=== Available records ===

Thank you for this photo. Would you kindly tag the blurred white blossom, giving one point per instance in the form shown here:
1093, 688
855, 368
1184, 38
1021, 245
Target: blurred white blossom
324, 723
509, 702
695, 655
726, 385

===
=== Available records ===

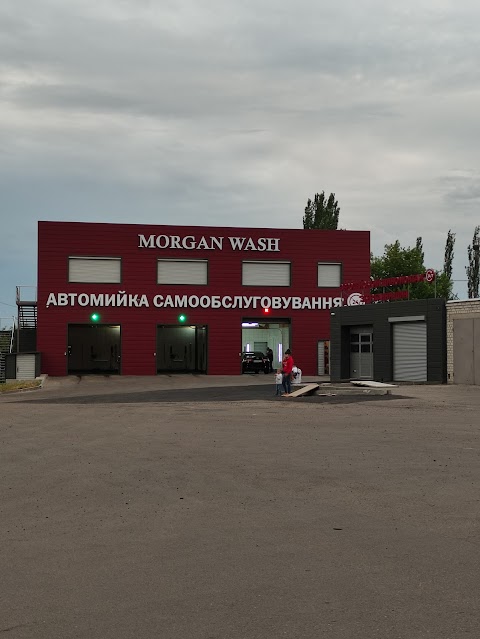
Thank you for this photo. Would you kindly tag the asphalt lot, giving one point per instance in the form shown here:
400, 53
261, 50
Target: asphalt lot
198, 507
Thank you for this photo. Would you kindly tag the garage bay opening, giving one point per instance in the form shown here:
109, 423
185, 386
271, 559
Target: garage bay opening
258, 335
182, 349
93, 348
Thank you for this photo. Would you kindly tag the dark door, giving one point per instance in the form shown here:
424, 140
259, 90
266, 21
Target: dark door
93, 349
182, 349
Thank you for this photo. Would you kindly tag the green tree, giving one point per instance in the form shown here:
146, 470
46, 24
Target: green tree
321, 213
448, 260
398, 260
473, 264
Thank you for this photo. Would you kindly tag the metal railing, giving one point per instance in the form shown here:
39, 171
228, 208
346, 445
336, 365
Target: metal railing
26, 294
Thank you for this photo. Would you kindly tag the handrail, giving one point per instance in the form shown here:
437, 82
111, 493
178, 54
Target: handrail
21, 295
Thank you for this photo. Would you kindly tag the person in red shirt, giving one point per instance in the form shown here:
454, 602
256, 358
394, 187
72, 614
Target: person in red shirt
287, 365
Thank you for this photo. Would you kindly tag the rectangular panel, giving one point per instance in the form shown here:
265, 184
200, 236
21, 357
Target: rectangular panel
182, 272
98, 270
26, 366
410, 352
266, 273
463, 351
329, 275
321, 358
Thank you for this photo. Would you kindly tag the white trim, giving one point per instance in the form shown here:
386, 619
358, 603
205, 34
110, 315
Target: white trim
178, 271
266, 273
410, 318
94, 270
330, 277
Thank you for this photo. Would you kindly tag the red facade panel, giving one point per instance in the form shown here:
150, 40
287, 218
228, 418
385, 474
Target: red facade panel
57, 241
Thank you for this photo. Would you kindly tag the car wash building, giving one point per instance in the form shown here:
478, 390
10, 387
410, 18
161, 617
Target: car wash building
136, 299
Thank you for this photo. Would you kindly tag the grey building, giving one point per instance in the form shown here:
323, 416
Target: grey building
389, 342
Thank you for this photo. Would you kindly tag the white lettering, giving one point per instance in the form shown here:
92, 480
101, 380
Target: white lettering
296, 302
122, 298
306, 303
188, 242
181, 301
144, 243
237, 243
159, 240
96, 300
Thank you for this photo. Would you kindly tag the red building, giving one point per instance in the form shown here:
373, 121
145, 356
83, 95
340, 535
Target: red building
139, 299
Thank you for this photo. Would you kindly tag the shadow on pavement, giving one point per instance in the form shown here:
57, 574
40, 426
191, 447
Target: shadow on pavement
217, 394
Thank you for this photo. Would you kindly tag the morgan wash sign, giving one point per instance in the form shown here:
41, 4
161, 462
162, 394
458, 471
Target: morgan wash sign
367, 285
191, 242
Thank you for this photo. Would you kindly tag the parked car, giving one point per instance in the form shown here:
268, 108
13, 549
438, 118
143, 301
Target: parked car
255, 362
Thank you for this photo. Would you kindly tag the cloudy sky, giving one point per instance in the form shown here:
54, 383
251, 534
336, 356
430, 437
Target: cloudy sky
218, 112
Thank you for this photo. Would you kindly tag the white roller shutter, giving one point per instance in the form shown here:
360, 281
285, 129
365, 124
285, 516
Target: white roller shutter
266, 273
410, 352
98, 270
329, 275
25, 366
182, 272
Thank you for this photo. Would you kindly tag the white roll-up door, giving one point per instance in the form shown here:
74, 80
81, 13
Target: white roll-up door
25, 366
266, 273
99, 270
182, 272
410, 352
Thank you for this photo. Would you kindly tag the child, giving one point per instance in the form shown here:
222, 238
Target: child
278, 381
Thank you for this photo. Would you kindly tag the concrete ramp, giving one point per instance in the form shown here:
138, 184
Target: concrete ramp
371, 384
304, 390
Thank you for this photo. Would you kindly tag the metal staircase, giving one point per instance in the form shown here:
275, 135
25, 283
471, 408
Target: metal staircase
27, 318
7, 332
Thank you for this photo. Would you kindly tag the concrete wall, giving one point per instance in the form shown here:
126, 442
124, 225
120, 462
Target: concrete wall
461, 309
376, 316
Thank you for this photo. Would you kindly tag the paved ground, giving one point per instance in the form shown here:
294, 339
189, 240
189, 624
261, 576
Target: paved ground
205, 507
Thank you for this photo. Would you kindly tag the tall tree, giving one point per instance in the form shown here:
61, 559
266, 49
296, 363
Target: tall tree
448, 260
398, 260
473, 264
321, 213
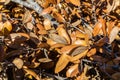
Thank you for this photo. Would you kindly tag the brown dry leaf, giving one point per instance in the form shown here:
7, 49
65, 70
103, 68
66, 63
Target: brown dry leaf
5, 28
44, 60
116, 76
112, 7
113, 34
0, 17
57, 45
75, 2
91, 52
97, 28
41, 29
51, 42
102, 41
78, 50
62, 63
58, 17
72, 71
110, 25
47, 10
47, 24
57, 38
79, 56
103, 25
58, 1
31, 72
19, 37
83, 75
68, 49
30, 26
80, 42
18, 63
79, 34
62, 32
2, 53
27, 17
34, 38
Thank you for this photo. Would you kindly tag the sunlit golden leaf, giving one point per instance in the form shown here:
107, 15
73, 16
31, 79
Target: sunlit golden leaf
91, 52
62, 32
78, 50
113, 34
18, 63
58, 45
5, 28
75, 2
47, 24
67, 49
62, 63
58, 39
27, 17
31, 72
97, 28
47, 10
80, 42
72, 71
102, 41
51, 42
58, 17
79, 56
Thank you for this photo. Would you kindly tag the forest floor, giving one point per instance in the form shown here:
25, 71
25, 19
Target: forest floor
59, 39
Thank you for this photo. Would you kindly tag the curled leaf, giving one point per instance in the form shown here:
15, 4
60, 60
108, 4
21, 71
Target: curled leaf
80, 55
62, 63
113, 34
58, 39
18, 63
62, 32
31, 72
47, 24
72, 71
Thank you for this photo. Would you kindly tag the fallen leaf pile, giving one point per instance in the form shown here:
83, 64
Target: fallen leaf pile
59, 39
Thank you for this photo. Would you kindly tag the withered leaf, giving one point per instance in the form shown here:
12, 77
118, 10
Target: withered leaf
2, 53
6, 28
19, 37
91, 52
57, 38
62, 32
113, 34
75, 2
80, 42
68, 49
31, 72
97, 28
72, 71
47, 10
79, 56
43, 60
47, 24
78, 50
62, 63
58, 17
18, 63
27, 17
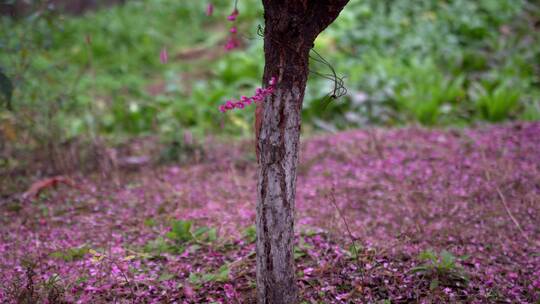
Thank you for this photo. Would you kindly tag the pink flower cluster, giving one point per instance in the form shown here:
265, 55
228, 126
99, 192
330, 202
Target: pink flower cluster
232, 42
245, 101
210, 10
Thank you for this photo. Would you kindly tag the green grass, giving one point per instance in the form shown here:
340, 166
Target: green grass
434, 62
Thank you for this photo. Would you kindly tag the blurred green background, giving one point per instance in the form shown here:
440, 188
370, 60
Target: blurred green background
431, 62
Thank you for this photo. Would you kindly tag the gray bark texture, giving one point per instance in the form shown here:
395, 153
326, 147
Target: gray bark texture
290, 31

===

● Task directions: State how many lines of the listing contain the word "cluster". Give only the number.

● Answer in full: 2